Records shown:
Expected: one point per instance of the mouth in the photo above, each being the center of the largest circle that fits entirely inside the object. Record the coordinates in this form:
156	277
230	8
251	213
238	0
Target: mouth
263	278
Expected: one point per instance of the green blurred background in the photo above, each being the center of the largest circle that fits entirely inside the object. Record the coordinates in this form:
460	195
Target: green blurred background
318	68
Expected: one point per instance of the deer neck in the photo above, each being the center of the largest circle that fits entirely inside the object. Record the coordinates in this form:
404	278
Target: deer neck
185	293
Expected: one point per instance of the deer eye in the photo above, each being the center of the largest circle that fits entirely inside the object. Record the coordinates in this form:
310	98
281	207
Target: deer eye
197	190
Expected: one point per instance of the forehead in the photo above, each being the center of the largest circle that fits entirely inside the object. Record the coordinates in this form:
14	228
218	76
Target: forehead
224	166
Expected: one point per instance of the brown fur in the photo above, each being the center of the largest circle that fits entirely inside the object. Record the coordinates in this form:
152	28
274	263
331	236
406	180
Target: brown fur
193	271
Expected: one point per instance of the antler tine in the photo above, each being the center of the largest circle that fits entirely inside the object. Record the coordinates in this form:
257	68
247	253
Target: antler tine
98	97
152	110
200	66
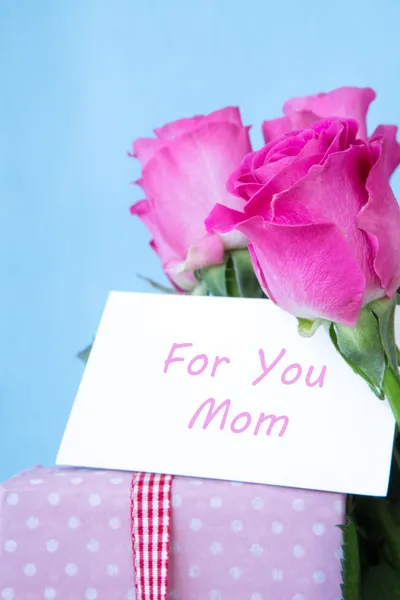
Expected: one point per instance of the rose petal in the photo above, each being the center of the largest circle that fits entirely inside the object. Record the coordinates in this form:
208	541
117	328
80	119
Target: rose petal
334	193
380	219
347	102
145	148
260	203
223	219
309	270
170	131
188	177
209	251
145	212
391	147
275	128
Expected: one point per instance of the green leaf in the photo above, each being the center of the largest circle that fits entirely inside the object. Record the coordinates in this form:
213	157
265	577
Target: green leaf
361	347
381	583
350	563
241	280
83	355
384	311
214	277
157	286
307	327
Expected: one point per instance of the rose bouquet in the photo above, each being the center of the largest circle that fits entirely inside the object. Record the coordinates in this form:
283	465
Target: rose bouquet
309	222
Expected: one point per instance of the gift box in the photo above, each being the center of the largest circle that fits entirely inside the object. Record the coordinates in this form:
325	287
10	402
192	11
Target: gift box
66	535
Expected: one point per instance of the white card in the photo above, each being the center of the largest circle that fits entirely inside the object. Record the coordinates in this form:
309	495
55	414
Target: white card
242	397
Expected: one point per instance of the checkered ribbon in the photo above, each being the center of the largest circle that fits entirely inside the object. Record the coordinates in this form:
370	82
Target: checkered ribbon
151	518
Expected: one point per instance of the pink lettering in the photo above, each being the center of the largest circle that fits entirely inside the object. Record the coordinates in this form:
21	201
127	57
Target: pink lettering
264	367
202	357
212	413
217	362
285	373
244	415
319	380
273	420
170	358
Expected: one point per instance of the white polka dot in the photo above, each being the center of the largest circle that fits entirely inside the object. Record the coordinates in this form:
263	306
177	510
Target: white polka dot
215	501
277	527
216	548
318	529
235	572
176	500
194	571
12	500
319	576
236	526
74	522
116	480
196	524
52	546
298	504
112	570
256	550
339	553
257	503
93	546
277	575
30	569
175	547
339	507
71	569
76	480
94	500
53	499
114	523
298	551
32	522
10	545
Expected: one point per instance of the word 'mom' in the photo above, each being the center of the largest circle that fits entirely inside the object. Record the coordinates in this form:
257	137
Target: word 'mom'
241	422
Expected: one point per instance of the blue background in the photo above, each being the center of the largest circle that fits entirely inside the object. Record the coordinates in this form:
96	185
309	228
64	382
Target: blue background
79	81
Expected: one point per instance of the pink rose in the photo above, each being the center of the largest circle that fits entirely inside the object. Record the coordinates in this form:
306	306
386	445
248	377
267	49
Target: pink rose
322	221
184	172
345	102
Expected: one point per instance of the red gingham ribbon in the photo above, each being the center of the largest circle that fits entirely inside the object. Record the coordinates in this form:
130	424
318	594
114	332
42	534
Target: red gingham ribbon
151	519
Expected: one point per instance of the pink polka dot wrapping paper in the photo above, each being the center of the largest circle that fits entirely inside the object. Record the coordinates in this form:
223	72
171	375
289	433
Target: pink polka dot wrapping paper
65	534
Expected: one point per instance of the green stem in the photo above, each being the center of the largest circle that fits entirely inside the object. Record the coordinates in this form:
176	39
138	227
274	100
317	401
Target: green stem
391	386
200	289
396	456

Work required: Rewrite every record above with "Target" replaced by "Label" and everything else left unchanged. Leave out the pictures.

Reply:
Expected: one point per instance of the mouth in the photo above, each being the center of the largest circle that fits entirely inside the object. Record the coordinates in this form:
156	277
230	8
251	213
238	0
Label: mouth
263	278
Expected: one point per instance of the green blurred background in the photo above, each being the center of the largest circle that fits entirely inside the object. Record the coordinates in this form:
460	195
Label: green blurred background
318	68
Expected: one point per instance of the deer neck in the photo above, each being the center of the largest circle that fits entirely inside the object. Record the coordinates in this form:
404	278
Label: deer neck
185	293
Expected: one point per instance of the deer eye in the photo above, each being the center of the largest circle that fits entirely inside the object. Record the coordinates in this form:
310	98
281	207
Label: deer eye
197	190
Expected: one point per instance of the forehead in the photo above, each being the center of the largest circle that fits entirely inside the object. Record the coordinates in this form:
14	228
218	76
Label: forehead
224	166
Expected: one point per instance of the brown fur in the photo above, each being the center of the largest circle that fits entirely inside the object. Record the coordinates in this form:
152	28
274	263
331	236
406	180
Label: brown fur
193	271
Expected: one point per instance of the antler tine in the photo above, each being the center of the largest circle that fits entirely inside the object. Record the coordinates in this form:
257	68
247	253
Label: antler tine
98	97
152	110
200	66
Expected: one point per instance of the rose petal in the photo above, each being the center of the largest circle that fits entirely inside the object. Record the coordinates in this form:
208	541
117	328
80	119
Label: rose petal
334	193
380	219
347	102
145	148
260	203
223	219
309	270
170	131
188	177
209	251
145	212
391	147
275	128
Expected: one point per instance of the green leaf in the photo above, each being the center of the largest circle that fits entirely inside the object. Record the coordinates in this form:
213	157
265	577
Label: green leaf
361	347
381	583
350	563
241	280
83	355
384	311
214	277
157	286
307	327
Expected: one point per instance of the rose bouquet in the photo above, each being the center of the largest circle that fits entirely inside the object. Record the coordinates in this form:
283	465
Label: rose bouquet
309	222
Expected: one point per instance of the gift box in the photo above, each being the center of the largest circle that fits entirely inside the object. Record the coordinates in this form:
325	287
10	402
192	11
Label: gift box
66	535
Expected: one point per instance of the white card in the photo above, each being the center of the largest circle that fits entirely inside the object. Record the coordinates in this form:
309	495
55	414
Label: white card
242	397
Expected: one point per instance of the checkered ribbon in the photo above, each being the center of the largest circle that fits entirely inside the object. Record the coordinates in this form:
370	82
Label: checkered ribbon
151	518
Expected: one point per instance of the pink lettering in the photo above, each being the center of the largest circle that fits entirely inside the object. Record the coordinates in this form:
21	201
127	57
Label: pink lettering
264	367
202	357
212	413
217	362
285	373
244	415
319	380
273	420
170	358
Expected: one point per instance of the white polka dot in the photo above, each being the center of the largest circle that fits entirely inside the object. Record the coordinates in this form:
263	306
177	510
Label: white polka dot
215	501
277	527
216	548
318	529
235	572
176	500
194	571
12	500
319	576
236	526
74	522
116	480
196	524
52	546
298	504
112	570
256	550
339	553
257	503
93	546
277	575
30	569
175	547
339	507
71	569
76	480
94	500
53	499
114	523
298	551
32	522
10	545
Expected: one point per instance of the word 'mom' in the photo above, each being the center of the largest circle that fits entirely inside the object. Record the coordinates in this form:
257	137
Label: word 'mom'
241	422
Expected: one point per instance of the blue background in the photo above, each being the center of the largest circle that fits entirely inside the object. Record the coordinates in this form:
96	185
309	228
64	382
Label: blue background
79	81
Expected: one point per instance of the pink rose in the photo above, each being the center of the largest circle that fits entirely inside the object. Record the coordinates in this form:
306	306
386	445
248	377
267	49
Label: pink rose
322	221
184	172
345	102
Expected: one point per instance of the red gingham ribbon in the photo above, each being the center of the largest circle that fits entirely inside the object. Record the coordinates in this form:
130	424
318	594
114	332
42	534
Label: red gingham ribbon
151	519
Expected: one point per instance of the pink polka dot wrapping paper in the photo above, each being the center of the largest circle that fits entirely inside the object. Record the coordinates in this form:
223	72
171	375
289	433
Label: pink polka dot wrapping paper
65	534
Expected: one point per instance of the green stem in the photo above, each being the center of the largest circle that fits entirely inside the object. Record the coordinates in this form:
176	39
138	227
274	100
317	401
Label: green stem
391	386
200	289
396	456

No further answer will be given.